* 課題と演習 *
1. 素数ジェネレーターのコードのうち、"この素数ジェネレーターの c コードを確認できます。"を含む語句で始まり"(2*(num) + 3)"で終わる部分を、そのまま打ち直してください。
2. 素数ジェネレーターのコードについて、次の問いに答えてください。
(a) 「#define MAXSIZE」で定義されている値はいくつですか？
(b) 「-p <num>」の説明として何と表示されますか？
(c) 「flags[1]」はどの数に対応するとされていますか？

* 記事 *
#####

この素数ジェネレーターの c コードを確認できます。
#include <stdio.h>
#include <stdlib.h>
#include <unistd.h>
#include <errno.h>
#define NUMITERS 200
#define MAXSIZE 500000
#define MAXNUMPROCS 64
#define PRIME(num) (2*(num) + 3)
#define NUM(prime) (((prime) - 3)/2)
#define TRUE 1
#define FALSE 0
int lastPrime, count; /* Last Prime and Number of Primes Found */
int size = 1000; /* Number of numbers to test for prime */
int numProcs = 1; /* Number of processors */
FILE *out = NULL; /* File to output primes to */
char *flags; /* Array of primes (odd numbers only)
i.e. flags[0] corresponds to 3
flags[1] corresponds to 5
flags[n] corresponds to 2*n+3
flags[i] is TRUE if i is a prime */
void primes(void); /* procedure prototype */
void parallelPrimes(void); /* procedure prototype */
/**
* prints the usage instructions and exits
*/
void usage(char *filename) {
printf("Usage: %s <flags>\n", filename);
printf("\t-m <num>\tMaximum number to test\n");
printf("\t-p <num>\tNumber of processors being run on\n");
printf("\t-o <filename>\tFilename to output primes to\n");
printf("\t-s\t\tOutput primes to stdout\n");
printf("\t-h\t\tDisplay these usage instructions\n");
exit(0);
}
/**
* main routine:
*
*/
int main(int argc, char *argv[])

#####

* 提示された情報 *
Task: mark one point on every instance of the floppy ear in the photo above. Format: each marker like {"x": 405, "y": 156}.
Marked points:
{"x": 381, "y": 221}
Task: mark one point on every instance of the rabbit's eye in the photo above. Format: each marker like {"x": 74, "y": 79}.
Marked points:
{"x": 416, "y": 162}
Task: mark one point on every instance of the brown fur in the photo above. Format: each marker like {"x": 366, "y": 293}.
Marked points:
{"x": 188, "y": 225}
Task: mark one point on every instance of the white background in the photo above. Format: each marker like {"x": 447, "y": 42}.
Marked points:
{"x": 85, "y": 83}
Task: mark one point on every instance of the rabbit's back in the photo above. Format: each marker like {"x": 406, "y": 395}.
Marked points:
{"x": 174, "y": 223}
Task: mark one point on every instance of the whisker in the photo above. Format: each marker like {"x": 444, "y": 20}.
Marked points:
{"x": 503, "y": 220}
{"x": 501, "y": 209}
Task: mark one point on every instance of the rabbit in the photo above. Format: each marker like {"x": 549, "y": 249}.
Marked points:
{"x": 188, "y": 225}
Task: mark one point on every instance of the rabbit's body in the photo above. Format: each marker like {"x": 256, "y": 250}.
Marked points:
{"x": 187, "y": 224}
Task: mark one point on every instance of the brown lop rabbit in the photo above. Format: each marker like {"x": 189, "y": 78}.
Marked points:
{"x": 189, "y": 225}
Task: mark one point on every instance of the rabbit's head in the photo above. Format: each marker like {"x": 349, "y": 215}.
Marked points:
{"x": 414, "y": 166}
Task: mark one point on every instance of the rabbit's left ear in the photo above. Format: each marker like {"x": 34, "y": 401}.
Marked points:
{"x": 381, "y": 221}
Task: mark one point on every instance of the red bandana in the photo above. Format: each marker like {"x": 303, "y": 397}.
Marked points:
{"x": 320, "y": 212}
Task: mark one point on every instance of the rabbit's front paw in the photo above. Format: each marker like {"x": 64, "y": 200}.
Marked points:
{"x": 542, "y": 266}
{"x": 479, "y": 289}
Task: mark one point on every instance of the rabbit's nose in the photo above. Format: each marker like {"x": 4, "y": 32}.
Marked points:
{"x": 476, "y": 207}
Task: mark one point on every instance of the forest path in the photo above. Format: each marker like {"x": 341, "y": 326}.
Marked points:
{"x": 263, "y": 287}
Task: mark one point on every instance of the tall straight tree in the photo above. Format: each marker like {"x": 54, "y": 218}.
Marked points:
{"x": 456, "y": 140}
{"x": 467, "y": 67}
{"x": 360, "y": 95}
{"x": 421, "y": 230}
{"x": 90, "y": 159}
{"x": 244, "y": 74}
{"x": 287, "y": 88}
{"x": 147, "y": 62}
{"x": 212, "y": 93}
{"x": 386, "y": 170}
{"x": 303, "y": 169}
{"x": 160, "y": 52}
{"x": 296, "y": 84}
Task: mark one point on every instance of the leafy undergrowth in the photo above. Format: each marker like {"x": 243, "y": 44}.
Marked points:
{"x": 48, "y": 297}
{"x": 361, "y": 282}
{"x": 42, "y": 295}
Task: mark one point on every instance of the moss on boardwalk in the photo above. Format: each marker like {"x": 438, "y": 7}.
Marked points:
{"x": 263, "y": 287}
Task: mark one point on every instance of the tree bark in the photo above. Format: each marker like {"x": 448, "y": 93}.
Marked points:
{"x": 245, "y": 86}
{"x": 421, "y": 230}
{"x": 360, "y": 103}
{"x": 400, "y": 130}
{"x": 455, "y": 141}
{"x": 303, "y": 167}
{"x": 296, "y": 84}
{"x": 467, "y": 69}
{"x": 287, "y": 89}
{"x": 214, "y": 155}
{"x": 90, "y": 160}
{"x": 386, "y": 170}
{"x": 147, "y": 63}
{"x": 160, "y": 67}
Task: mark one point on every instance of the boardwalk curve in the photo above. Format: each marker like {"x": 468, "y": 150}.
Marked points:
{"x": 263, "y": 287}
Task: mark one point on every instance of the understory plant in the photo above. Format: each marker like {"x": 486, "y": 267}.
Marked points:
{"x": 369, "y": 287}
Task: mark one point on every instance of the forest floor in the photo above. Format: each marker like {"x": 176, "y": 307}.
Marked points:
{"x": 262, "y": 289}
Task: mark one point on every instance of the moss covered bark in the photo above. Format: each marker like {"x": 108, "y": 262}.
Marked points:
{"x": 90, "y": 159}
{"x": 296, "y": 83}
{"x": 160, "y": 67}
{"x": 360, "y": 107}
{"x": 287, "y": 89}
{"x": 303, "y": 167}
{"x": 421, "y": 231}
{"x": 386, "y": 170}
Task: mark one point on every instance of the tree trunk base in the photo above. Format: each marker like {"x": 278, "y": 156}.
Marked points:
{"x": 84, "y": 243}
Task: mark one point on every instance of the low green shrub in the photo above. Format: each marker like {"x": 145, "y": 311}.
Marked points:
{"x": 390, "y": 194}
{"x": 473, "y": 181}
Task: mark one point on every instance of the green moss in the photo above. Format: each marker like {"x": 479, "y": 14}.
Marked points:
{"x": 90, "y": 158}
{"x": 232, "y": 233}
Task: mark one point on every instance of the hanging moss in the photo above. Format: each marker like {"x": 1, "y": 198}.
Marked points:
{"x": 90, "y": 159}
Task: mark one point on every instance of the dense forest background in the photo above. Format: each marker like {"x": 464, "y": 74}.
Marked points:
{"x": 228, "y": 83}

#####

* 最終解答 *
1.
この素数ジェネレーターの c コードを確認できます。
#include <stdio.h>
#include <stdlib.h>
#include <unistd.h>
#include <errno.h>
#define NUMITERS 200
#define MAXSIZE 500000
#define MAXNUMPROCS 64
#define PRIME(num) (2*(num) + 3)

2.
(a) 500000
(b) Number of processors being run on
(c) 5